-- start of STORED DATA --

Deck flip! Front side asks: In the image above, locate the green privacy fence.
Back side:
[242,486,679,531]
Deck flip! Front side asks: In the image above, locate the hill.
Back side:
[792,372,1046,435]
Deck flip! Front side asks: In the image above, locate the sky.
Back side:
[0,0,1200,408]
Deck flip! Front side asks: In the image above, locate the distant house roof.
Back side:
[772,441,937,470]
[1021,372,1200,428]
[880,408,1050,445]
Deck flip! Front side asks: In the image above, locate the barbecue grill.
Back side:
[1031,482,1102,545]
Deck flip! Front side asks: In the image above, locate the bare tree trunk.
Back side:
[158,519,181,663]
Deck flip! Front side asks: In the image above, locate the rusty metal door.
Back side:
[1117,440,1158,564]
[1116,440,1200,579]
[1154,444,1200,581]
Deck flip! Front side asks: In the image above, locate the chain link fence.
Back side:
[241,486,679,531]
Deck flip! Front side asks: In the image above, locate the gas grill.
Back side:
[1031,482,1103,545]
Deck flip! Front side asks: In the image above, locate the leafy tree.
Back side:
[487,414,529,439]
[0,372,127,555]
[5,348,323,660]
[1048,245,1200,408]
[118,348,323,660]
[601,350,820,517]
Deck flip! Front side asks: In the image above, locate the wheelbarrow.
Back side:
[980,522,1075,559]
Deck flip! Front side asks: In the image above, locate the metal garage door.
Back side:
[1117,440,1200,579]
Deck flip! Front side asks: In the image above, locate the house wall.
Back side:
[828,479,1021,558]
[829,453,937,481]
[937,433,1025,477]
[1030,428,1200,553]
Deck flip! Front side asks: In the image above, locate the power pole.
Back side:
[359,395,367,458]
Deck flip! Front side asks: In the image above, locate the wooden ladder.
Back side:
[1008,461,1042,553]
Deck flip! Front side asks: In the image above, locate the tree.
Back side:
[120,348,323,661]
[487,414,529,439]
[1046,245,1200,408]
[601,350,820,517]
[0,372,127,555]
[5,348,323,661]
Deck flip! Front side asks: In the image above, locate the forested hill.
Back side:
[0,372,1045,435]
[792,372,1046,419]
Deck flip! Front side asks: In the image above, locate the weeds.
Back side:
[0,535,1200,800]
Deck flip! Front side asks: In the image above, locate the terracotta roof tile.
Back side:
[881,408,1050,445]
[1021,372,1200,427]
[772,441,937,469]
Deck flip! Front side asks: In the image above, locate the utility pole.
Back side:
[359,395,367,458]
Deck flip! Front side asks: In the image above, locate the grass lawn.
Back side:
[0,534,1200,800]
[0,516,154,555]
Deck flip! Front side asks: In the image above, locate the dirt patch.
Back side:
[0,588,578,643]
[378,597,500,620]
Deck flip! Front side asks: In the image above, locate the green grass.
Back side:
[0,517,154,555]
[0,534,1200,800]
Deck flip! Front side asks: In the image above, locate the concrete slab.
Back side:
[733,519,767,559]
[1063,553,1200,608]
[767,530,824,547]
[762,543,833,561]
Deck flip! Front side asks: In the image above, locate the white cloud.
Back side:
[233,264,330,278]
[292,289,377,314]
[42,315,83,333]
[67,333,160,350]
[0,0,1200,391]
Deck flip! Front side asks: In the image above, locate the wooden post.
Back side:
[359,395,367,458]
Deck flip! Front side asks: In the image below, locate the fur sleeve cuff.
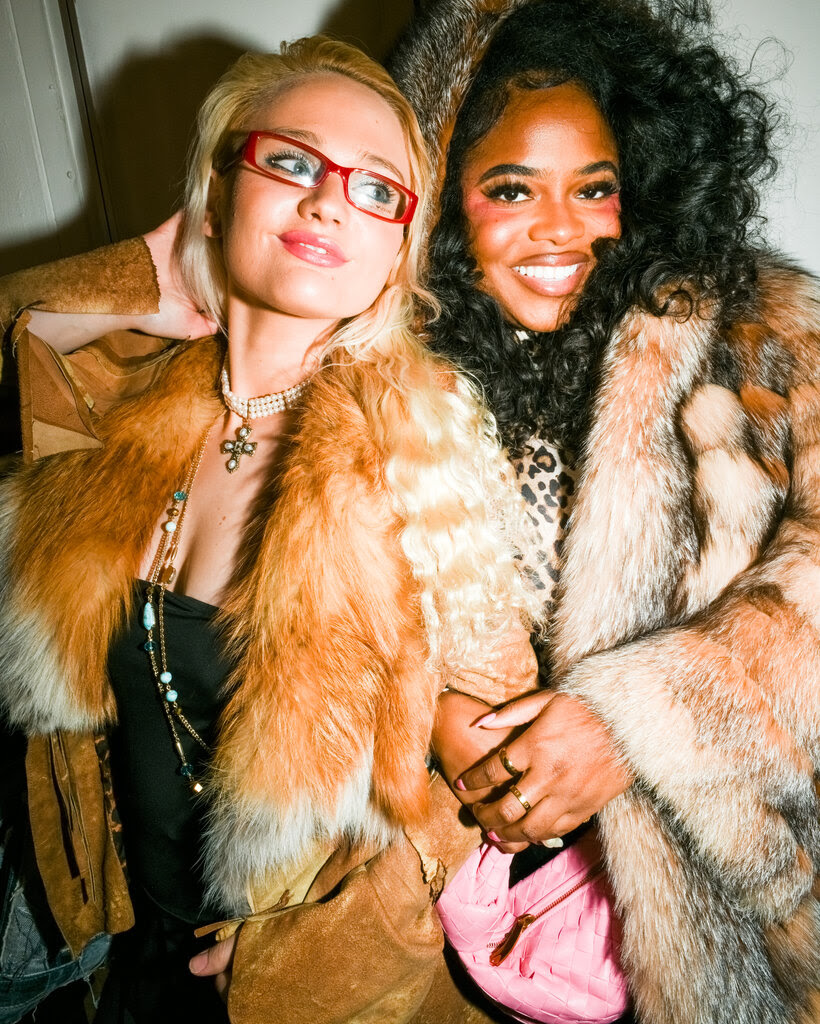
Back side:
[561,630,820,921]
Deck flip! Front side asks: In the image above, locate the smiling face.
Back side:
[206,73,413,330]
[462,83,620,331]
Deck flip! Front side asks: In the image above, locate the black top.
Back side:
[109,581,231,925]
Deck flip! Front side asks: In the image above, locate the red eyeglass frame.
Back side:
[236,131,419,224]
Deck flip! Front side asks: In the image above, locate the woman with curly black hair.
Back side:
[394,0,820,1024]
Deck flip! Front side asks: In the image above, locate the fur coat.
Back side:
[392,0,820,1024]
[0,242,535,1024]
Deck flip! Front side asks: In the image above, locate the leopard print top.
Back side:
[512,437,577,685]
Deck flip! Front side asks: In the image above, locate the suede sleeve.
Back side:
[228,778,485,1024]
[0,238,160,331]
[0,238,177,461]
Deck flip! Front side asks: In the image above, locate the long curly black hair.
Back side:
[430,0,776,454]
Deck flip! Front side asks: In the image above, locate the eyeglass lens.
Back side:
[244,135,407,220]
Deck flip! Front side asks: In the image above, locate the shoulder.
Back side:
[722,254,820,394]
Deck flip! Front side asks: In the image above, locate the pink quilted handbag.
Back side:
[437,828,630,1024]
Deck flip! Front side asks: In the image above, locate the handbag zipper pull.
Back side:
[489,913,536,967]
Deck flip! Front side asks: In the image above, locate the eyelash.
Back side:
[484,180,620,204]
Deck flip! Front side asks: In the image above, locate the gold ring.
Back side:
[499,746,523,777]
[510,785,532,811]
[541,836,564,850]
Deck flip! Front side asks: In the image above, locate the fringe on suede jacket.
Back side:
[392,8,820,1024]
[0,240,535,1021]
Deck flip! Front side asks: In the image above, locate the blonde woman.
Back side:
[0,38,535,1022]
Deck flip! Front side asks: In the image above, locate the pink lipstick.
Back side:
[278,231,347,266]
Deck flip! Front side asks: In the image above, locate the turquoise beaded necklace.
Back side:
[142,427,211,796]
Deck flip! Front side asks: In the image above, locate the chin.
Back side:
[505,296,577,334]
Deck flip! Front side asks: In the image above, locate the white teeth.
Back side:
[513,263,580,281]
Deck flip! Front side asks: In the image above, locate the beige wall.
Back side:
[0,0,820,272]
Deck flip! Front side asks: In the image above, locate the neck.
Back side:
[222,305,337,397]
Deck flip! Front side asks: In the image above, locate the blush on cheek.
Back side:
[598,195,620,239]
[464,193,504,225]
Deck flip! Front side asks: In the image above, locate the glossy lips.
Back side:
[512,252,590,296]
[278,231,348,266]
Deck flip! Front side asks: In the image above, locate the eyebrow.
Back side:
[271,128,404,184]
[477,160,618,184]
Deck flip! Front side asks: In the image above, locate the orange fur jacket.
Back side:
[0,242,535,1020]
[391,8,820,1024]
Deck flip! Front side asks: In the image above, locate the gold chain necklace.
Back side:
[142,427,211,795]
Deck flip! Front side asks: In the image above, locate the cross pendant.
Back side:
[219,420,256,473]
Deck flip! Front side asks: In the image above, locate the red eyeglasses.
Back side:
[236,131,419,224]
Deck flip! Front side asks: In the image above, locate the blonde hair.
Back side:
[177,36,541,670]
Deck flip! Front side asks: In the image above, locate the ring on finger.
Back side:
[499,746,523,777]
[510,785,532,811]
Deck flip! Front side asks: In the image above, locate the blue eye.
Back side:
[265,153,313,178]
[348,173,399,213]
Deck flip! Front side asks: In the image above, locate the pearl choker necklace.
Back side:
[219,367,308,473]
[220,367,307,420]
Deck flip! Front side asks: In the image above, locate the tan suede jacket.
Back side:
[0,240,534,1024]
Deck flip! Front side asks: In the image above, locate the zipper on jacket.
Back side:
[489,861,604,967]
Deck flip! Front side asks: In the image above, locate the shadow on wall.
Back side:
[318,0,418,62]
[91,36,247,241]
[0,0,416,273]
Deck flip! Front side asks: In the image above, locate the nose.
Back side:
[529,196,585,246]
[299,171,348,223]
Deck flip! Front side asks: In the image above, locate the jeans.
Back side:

-- end of STORED DATA --

**WRITTEN REQUEST:** Switch every "Back side" in the data above to "Answer side" and write the lines out again with nothing else altered. Leave the pictures out of your answer.

**SOLUTION BELOW:**
Deck flip! Front side asks: In the image above, locate the green privacy fence.
Answer side:
[242,486,679,531]
Deck flip! Front side asks: In the image above, locate the hill.
Answer side:
[792,372,1046,435]
Deck flip! Front side asks: In the image above, locate the sky.
Answer side:
[0,0,1200,408]
Deck flip! Front side asks: In the image above, locate the distant house roof.
Answer side:
[772,441,937,470]
[1021,372,1200,428]
[880,408,1050,445]
Deck flip! Front side asks: In the image above, locate the barbecue grill.
Answer side:
[1031,482,1102,545]
Deck flip! Front side asks: In the image above, locate the bare tree trunk.
Answer side:
[158,519,181,663]
Deck flip! Front side asks: In the image above, locate the rusty metal door.
Answer side:
[1117,440,1158,564]
[1116,440,1200,579]
[1154,444,1200,581]
Deck flip! Front side asks: In the image above, locate the chain link fence.
Answer side:
[241,486,679,531]
Deck flip! Front side asks: In the image above, locate the gas grill.
Answer side:
[1031,482,1103,545]
Deck flip! Front side asks: In the image above, locate the leafy tree.
Answer side:
[487,414,529,439]
[0,372,127,555]
[5,348,323,660]
[1048,245,1200,408]
[118,348,323,660]
[601,350,820,517]
Deck flip! Front side asks: In the image above, locate the wheelbarrow.
Answer side:
[980,522,1075,559]
Deck flip! Front side asks: In the image above, locate the metal garage door.
Answer side:
[1117,440,1200,579]
Deck flip! Front side asks: In the image above, locate the house wall.
Answer side:
[828,479,1021,558]
[829,453,937,481]
[937,433,1025,477]
[1030,428,1200,553]
Deck flip! Front side asks: In the image above, locate the power pole.
Answer side:
[359,395,367,458]
Deck flip! Front side asks: In the image above, locate the wooden ladder.
Answer side:
[1008,461,1042,553]
Deck flip! Front side asks: In the image above, locate the tree.
Answer side:
[120,348,323,661]
[487,414,529,439]
[1046,245,1200,408]
[601,350,820,517]
[0,372,127,555]
[5,348,323,661]
Deck flip! Front side asks: In the image above, locate the forested hill.
Answer side:
[0,372,1045,435]
[792,372,1046,419]
Deck flip! Front side asks: In the image above, locate the weeds.
Answer side:
[0,535,1200,800]
Deck flip! Front side asks: In the image above, locate the terracotta roof tile.
Answer side:
[881,408,1050,445]
[1021,372,1200,427]
[772,441,937,469]
Deck flip! Front side asks: In the image above, locate the utility pole.
Answer side:
[359,395,367,458]
Deck flip! Front side asks: In the image above, locate the grass lawn.
Answer side:
[0,534,1200,800]
[0,516,154,555]
Deck flip! Front side asks: In the image above, locate the dirt patch.
Answer side:
[0,588,578,643]
[378,597,500,620]
Deck flip! Front side asks: In the image above, locate the green grass.
Answer side:
[0,517,154,555]
[0,534,1200,800]
Deck flip! Front side asks: In the image above, locate the concrete slab.
Answer side:
[733,519,767,559]
[1063,553,1200,608]
[767,530,824,547]
[762,543,833,561]
Deck flip! Front side asks: In the image above, locate the white cloud.
Answer side:
[233,264,330,278]
[292,289,377,314]
[42,315,83,333]
[67,333,160,350]
[0,0,1200,391]
Deck flip! Front side asks: In the image above, locate the wooden post.
Answer side:
[359,395,367,458]
Deck flip! Front side asks: In the image below, locate the fur sleeve cuff.
Answer side:
[561,630,820,921]
Deck flip! Front side asks: In the image above, locate the smiling face.
Answer side:
[206,73,413,330]
[462,83,620,331]
Deck flip! Front side asks: In the image above, locate the black top.
Answer side:
[109,581,231,925]
Deck flip! Front side asks: In the image above, locate the red eyeglass frame.
Answer side:
[236,131,419,224]
Deck flip! Front side asks: In the image above, locate the woman with curly black hair.
Answer side:
[394,0,820,1024]
Deck flip! Front side asks: In the image above, locate the fur coat.
Answer side:
[392,0,820,1024]
[0,242,535,1024]
Deck flip! Front side asks: In the image above, locate the leopard print top.
Answer side:
[512,437,577,685]
Deck flip! Front side asks: In the image above, locate the suede sleeve.
Answer side:
[228,778,485,1024]
[0,238,160,331]
[0,238,177,461]
Deck flip! Front side asks: In the image above, locate the long curly black hair.
Answer side:
[430,0,776,454]
Deck flip! Front side asks: In the image above, locate the eyeglass lens.
Answer side:
[244,135,407,220]
Deck flip! Front side asks: In the image above, locate the shoulder.
Answer side:
[722,254,820,394]
Deck flip! Front side asks: In the image above, locate the pink quilted handbag.
Answer side:
[437,828,630,1024]
Deck flip! Front side asks: In the image above, locate the handbag zipper pull.
Answer side:
[489,913,536,967]
Deck flip! Front side asks: In the image above, locate the eyelash.
Answer side:
[484,180,620,204]
Deck flip! Front side asks: In the image above, locate the gold ring.
Answer side:
[499,746,523,777]
[510,785,532,811]
[541,836,564,850]
Deck flip! Front side asks: In the image above, locate the fringe on suede jacket.
Answer side:
[392,8,820,1024]
[0,240,535,1021]
Deck flip! Front side asks: In the image above, locate the blonde woman.
Answer side:
[0,38,535,1022]
Deck flip! Front side asks: In the image above, locate the pink lipstick.
Answer side:
[278,231,347,266]
Deck flip! Front side asks: In the image above, locate the turquoise beaded necklace.
Answer side:
[142,427,211,796]
Deck flip! Front side asks: In the image above, locate the chin.
Answer side:
[505,296,577,334]
Deck flip! Front side asks: In the image above, locate the white teeth.
Answer side:
[513,263,580,281]
Deck flip! Front side asks: In the image above, locate the beige wall.
Answer side:
[0,0,820,272]
Deck flip! Front side asks: In the image above, locate the neck.
Answer side:
[222,305,337,397]
Deck flip! Front side asks: In the image above, locate the blush on cheek.
Answer side:
[598,195,620,239]
[464,193,504,225]
Deck flip! Front side asks: In the image above, locate the glossy lips.
Answer side:
[512,252,590,296]
[278,231,348,266]
Deck flip! Front side asks: In the image above, locate the eyebrow.
Answer side:
[271,128,404,184]
[477,160,618,184]
Deck flip! Front side asks: In the image above, locate the orange fur jacket.
Answer side:
[0,242,535,1020]
[391,8,820,1024]
Deck flip! Front side asks: In the image above, locate the gold chain necklace.
Answer side:
[142,427,211,795]
Deck flip! Front side asks: In the image above, locate the cross pendant.
Answer side:
[219,420,256,473]
Deck flip! Front side asks: In the image above, locate the red eyeglasses.
Answer side:
[236,131,419,224]
Deck flip! Front side asks: In the image above, locate the blonde hair.
Answer side:
[177,36,541,670]
Deck flip! Front side asks: In the image above, locate the ring on finger.
Answer side:
[499,746,523,777]
[510,785,532,811]
Deck flip! Front side asks: In the image above, locate the blue eye.
Answer side:
[265,153,313,178]
[348,173,399,213]
Deck flip! Front side asks: In the image above, locate the pearl choker necklace.
Answer side:
[219,367,308,473]
[220,367,307,420]
Deck flip! Front side asks: In the image above, locate the tan suede jacket.
Answer side:
[0,240,534,1024]
Deck flip! Front side asks: In the image above, locate the zipper on jacket.
Answer side:
[489,861,604,967]
Deck flip! Front side asks: In the image above, locate the shadow on wall.
Answer side:
[318,0,418,62]
[91,36,247,241]
[0,0,416,273]
Deck flip! Front side asks: In the image above, locate the nose.
Answer side:
[529,196,585,246]
[299,171,348,223]
Deck flip! Front side asks: In the image above, locate the jeans.
Answer side:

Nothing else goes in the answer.